[[ MATERIAL FOR THE TASK open ]]

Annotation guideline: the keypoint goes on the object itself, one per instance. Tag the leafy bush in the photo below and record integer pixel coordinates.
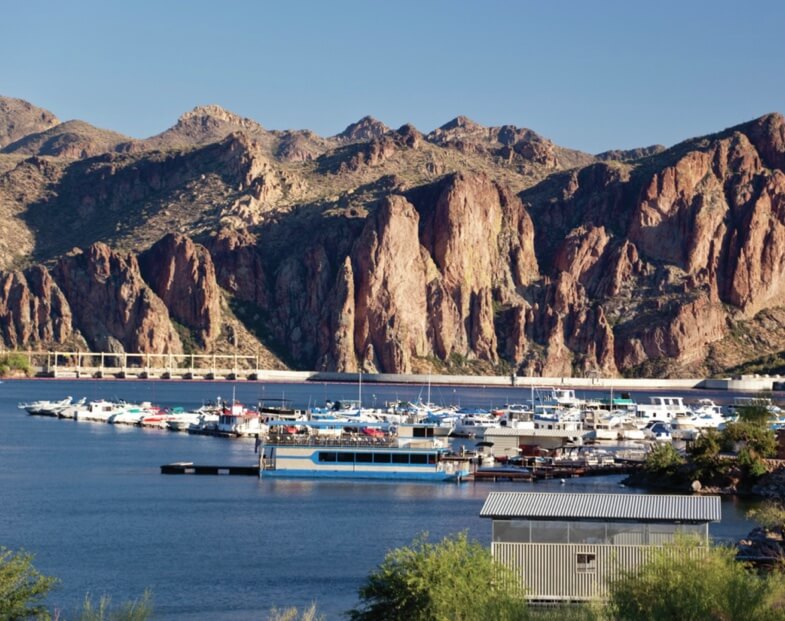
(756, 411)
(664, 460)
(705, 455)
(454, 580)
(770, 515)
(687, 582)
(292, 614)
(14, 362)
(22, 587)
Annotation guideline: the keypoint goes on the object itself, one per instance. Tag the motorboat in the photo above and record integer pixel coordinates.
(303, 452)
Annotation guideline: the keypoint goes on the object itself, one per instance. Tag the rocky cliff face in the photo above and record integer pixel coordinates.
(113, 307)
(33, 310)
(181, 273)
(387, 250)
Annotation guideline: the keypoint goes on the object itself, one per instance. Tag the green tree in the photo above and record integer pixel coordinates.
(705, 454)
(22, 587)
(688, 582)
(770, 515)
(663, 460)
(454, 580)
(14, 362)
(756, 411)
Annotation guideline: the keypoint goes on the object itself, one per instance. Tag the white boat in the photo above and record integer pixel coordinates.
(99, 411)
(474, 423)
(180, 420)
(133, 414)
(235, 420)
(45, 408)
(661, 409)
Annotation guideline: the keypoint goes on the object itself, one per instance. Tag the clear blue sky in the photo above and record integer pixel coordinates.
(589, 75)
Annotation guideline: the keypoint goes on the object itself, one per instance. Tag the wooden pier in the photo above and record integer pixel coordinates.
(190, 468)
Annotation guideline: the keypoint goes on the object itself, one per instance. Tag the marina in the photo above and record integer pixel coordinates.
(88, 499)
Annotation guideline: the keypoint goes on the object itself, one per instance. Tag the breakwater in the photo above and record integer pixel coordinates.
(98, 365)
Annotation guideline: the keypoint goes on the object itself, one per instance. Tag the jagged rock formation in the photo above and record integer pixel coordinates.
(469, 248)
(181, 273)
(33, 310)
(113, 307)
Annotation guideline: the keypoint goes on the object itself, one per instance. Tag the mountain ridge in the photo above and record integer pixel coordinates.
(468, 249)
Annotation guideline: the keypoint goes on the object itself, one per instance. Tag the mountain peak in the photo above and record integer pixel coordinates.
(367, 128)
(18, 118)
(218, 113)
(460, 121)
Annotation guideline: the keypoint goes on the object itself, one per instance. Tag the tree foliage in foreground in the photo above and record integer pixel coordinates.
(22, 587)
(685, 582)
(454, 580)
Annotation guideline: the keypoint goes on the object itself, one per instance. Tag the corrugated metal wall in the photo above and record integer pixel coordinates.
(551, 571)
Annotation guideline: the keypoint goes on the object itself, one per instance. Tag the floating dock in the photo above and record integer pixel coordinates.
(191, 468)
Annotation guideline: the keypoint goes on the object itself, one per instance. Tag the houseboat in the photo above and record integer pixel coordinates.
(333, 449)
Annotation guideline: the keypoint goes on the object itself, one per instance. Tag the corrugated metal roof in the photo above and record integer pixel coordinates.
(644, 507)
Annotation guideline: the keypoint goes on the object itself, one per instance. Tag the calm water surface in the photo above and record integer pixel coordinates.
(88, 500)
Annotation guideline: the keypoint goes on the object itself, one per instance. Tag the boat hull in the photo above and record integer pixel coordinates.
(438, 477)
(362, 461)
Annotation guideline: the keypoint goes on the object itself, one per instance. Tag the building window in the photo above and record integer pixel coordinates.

[[ MATERIAL FOR THE TASK closed ]]

AIM OF THE TASK:
Copy out the preceding entries without a single change, leaving out the pictures.

REPLY TO THE EXERCISE:
Annotation guideline: the keypoint goes on the object itself, one per instance. Tag the leafy bush in the photo below and record integer pixel coordinates.
(756, 411)
(664, 460)
(705, 455)
(454, 580)
(770, 515)
(687, 582)
(292, 614)
(14, 362)
(22, 587)
Annotation guideline: the keypoint goes on the object itself, one per instance. Tag the motorboat in the photo above and record integer pixel coordinates.
(303, 452)
Annotation guideline: the keypoint goes on the object itself, one per instance. Tag the rocky cliff face in the photo above and record integer pixel coordinates.
(113, 307)
(33, 310)
(181, 273)
(387, 250)
Annotation guideline: the keypoint goes on the object itself, one per instance. Tag the green tree in the photo above and record integer pixel coordinates.
(705, 454)
(22, 587)
(688, 582)
(770, 515)
(663, 460)
(454, 580)
(14, 362)
(756, 411)
Annotation guideline: the keypoint goes on the object itself, one per instance. Tag the white boat in the photo above and record integer pixel coordinates.
(99, 411)
(474, 423)
(180, 420)
(133, 414)
(235, 420)
(45, 408)
(661, 409)
Annotation guideline: the keypoint goes on the object itself, one per instance. Tag the clear blue sky in the photo above and record integer pixel coordinates.
(589, 75)
Annotation guideline: the keypoint goes on the object itself, one per instance. Tag the wooden pier in the photo above and record integer pixel coordinates.
(190, 468)
Annotation guideline: the keypoint goes on the object itself, one per instance. Tag the marina in the photo above and record integer pixel coordinates.
(88, 499)
Annotation guideline: the keypoint goes on the object itself, one per instance. Tag the breakwater in the photo above and record integer pixel coordinates.
(98, 365)
Annotation guideline: the keypoint goes on the object itself, one per instance. Tag the jagged rock formation in the photo above and record integer pixel coordinates.
(469, 248)
(181, 273)
(33, 310)
(113, 307)
Annotation guideline: the keypoint goes on the object itself, one per instance. Tag the mountain ridge in the photo above and record integer pixel coordinates.
(468, 249)
Annotation guideline: the keypoint goes on the object itself, one per instance. Tag the mountain peak in the photo above and record integer pixel coordinates.
(367, 128)
(18, 118)
(218, 113)
(460, 121)
Annotation guideline: the keypoint goes on the object itself, one per instance. Tag the tree foliage in foreground in the photo above and record integer pixel coordinates.
(22, 587)
(685, 582)
(454, 580)
Annotation guideline: the keypoint goes on the object itself, one per instance. Tag the corrugated metal wall in the photo above and record integer pixel coordinates.
(551, 571)
Annotation guideline: the keypoint goes on the object itself, one per instance. Tag the floating dock in the photo above and record integer pixel coordinates.
(191, 468)
Annotation guideline: the keypoint goes on the object itself, one per instance. Tag the houseboat in the photo above and record integer pixel coordinates.
(333, 449)
Annotation guideline: the keypoint goes on the object itself, one per instance. Tag the corrugated metal roof in the photo above and record integer pixel coordinates.
(644, 507)
Annotation guideline: the keypoint goes on the object itself, one per instance. Tag the calm water surface in the photo above and record integer pixel coordinates.
(88, 500)
Annotation guideline: the keypoint goes on the object itself, one per instance. Tag the boat hull in the photo above and record integer pixel coordinates.
(438, 477)
(362, 461)
Annotation guideline: the keypoint goes on the object itself, one per instance. Tag the building window in the photo above and record integer pixel coordinates.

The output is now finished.